Format the material below as a Markdown table with two columns, No and Line, giving each nonblank line its own numbered row in order.
━━━ DATA
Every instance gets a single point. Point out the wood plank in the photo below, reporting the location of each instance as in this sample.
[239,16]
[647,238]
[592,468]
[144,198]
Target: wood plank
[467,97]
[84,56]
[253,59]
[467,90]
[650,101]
━━━━━━
FULL OUTPUT:
| No | Line |
|---|---|
| 1 | Every instance gets a single point. Point out the wood plank in the photo below, reporting the location of each instance as in this sample. |
| 2 | [239,16] |
| 3 | [647,238] |
| 4 | [592,468] |
| 5 | [144,198] |
| 6 | Target: wood plank |
| 7 | [467,97] |
| 8 | [84,56] |
| 9 | [253,59] |
| 10 | [467,90] |
| 11 | [650,101] |